►

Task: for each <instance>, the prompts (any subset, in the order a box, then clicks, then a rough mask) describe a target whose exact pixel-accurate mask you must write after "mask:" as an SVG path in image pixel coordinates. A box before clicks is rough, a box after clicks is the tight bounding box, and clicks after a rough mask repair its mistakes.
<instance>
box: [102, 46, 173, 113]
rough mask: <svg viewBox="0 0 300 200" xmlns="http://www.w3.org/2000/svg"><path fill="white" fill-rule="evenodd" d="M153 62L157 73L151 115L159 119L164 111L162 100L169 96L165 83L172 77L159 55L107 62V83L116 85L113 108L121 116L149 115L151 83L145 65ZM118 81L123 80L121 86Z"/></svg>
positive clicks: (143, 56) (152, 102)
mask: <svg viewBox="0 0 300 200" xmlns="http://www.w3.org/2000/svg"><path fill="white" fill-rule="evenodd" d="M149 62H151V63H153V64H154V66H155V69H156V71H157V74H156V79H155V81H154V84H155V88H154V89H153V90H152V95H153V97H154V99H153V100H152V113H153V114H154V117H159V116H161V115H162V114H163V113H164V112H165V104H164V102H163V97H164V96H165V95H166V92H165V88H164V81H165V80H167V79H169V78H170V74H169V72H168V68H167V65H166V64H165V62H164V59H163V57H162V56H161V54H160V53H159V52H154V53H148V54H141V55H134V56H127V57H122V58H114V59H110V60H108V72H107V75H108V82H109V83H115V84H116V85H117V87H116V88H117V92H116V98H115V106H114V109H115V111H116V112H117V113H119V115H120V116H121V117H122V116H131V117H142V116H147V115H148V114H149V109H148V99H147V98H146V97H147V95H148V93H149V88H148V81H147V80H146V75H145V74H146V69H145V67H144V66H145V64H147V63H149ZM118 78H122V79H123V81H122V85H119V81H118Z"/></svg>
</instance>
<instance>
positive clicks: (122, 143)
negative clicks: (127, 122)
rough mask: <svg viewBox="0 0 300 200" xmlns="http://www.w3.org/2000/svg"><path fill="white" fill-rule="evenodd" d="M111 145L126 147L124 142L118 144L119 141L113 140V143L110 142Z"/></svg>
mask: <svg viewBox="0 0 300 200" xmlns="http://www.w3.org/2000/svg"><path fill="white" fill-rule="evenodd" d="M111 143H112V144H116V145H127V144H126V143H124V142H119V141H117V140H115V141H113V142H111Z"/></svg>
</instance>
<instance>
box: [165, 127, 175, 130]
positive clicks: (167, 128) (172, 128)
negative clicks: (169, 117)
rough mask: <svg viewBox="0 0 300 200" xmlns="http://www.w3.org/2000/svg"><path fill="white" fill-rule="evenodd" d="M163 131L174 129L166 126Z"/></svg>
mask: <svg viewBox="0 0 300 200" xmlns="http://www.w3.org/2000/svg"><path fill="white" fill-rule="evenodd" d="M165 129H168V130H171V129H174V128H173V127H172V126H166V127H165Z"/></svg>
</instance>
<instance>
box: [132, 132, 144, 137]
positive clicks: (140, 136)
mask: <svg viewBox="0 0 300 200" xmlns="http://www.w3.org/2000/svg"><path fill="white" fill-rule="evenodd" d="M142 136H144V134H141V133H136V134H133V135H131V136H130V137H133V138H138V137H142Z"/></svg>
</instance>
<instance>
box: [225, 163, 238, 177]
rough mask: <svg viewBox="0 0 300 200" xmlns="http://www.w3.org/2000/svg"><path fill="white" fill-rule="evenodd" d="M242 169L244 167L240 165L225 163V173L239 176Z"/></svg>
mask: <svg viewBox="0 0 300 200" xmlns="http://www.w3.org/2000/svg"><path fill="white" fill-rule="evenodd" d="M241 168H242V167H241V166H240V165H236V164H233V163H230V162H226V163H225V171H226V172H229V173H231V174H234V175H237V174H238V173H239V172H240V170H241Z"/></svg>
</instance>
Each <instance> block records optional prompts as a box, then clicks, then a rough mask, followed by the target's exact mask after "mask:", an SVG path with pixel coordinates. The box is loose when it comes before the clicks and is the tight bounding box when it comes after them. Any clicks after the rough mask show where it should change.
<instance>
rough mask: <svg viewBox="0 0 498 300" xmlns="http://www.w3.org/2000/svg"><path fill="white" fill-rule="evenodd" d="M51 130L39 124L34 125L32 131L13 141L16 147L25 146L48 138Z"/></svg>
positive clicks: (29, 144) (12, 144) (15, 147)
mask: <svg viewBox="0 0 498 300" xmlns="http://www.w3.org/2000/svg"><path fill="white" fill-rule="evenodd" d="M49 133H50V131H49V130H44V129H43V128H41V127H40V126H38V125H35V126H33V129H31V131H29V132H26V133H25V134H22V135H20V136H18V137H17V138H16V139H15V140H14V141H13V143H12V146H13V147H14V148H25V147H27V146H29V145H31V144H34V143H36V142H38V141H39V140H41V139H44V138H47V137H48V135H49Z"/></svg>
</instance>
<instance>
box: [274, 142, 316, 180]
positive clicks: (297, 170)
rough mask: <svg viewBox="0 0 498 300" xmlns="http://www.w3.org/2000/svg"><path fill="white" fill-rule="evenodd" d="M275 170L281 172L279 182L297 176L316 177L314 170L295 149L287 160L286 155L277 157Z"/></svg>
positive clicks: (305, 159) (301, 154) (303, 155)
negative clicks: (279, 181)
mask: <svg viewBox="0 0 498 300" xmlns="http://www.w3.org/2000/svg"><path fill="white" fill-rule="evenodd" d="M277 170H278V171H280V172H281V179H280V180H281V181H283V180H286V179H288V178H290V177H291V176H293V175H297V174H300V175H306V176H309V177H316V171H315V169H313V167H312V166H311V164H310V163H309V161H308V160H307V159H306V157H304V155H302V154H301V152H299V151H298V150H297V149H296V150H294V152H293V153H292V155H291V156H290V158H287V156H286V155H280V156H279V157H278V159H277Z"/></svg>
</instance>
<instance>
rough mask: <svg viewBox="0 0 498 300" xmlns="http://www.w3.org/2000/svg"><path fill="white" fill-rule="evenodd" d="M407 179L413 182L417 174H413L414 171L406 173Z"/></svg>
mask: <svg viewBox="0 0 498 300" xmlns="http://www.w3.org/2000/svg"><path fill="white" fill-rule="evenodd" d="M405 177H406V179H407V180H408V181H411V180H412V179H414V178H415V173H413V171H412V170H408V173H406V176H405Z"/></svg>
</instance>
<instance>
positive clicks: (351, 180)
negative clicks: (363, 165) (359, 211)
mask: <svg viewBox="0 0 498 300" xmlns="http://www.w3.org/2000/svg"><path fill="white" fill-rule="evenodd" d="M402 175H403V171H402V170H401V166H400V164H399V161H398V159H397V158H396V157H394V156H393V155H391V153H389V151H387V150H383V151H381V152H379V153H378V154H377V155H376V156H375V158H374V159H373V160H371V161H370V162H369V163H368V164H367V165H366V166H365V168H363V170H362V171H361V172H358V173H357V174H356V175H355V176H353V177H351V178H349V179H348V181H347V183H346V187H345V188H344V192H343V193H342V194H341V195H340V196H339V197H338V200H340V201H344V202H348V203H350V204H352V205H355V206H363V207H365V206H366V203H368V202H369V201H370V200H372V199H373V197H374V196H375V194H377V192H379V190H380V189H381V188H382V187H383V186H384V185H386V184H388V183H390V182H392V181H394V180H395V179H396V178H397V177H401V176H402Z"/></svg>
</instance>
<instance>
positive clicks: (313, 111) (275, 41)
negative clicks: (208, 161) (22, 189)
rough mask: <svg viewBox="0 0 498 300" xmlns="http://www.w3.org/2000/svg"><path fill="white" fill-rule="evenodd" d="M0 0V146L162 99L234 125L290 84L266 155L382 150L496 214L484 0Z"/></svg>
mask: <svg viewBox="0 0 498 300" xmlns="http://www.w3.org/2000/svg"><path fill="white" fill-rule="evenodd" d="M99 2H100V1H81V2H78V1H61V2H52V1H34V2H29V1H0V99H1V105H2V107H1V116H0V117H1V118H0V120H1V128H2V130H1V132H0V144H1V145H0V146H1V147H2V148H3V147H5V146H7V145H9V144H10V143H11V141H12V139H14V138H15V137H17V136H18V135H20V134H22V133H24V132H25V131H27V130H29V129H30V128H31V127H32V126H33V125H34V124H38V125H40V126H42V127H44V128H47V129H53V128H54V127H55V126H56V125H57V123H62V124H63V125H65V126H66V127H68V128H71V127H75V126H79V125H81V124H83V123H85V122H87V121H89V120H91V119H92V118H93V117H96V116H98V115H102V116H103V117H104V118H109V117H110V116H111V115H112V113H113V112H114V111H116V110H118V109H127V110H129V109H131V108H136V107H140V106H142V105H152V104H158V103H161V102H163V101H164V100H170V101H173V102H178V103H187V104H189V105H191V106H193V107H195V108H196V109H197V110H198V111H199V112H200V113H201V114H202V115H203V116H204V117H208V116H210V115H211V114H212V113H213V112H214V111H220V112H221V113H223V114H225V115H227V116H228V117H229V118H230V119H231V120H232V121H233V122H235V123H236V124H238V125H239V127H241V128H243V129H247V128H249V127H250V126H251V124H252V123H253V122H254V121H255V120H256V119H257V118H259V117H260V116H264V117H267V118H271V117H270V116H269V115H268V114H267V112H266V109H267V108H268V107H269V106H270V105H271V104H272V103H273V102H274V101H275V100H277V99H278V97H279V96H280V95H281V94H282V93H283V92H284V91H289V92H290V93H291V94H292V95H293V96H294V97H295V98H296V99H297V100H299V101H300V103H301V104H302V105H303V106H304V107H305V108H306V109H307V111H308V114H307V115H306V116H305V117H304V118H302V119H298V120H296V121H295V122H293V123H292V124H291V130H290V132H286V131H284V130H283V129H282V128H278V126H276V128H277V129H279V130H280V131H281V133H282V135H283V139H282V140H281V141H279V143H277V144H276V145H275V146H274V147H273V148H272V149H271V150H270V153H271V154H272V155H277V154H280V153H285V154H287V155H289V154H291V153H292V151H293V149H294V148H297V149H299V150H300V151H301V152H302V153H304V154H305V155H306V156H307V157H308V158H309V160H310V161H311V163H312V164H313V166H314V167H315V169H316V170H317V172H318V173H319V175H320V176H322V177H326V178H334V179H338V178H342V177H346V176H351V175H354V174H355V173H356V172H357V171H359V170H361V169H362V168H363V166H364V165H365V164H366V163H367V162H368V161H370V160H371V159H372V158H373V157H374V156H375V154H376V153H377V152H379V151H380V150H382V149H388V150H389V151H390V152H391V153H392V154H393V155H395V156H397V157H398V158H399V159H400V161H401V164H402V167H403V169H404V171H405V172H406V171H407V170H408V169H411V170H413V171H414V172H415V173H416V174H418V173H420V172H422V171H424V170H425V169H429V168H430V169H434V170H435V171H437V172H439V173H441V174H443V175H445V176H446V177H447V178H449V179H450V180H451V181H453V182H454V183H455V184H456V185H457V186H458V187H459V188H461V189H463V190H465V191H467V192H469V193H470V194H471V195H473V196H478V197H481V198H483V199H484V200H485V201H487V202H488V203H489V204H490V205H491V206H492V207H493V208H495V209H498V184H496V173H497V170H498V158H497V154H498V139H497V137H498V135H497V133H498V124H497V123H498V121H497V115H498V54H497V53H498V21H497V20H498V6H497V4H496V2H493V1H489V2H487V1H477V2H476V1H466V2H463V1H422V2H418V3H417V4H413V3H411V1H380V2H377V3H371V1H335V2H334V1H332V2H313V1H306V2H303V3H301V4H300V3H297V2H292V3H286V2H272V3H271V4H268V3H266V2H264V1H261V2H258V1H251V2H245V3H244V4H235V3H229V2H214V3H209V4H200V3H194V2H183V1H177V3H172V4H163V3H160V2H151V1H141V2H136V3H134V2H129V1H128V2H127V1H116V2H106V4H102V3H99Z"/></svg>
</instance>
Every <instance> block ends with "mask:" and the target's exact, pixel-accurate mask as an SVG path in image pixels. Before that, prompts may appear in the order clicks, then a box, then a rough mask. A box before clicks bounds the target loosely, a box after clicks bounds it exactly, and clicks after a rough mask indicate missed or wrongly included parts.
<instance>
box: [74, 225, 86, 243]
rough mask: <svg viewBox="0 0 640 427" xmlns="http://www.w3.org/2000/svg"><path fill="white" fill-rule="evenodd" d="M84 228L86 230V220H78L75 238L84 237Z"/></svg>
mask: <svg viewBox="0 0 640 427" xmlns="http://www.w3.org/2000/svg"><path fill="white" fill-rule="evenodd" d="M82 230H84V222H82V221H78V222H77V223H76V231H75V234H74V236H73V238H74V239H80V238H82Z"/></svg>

◄

What this task involves: Reproduce verbatim the lines above that run from the beginning of the records through the line containing "box: [102, 46, 173, 113]", with both ends included.

Task answer:
Task: for each <instance>, the prompts (any subset, in the order a box, then clicks, then a rough mask) describe a target whose exact pixel-accurate mask you must write after "mask:" as an SVG path in image pixel coordinates. A box before clicks is rough, a box after clicks is the tight bounding box, and clicks after a rough mask repair its mistakes.
<instance>
box: [102, 46, 173, 113]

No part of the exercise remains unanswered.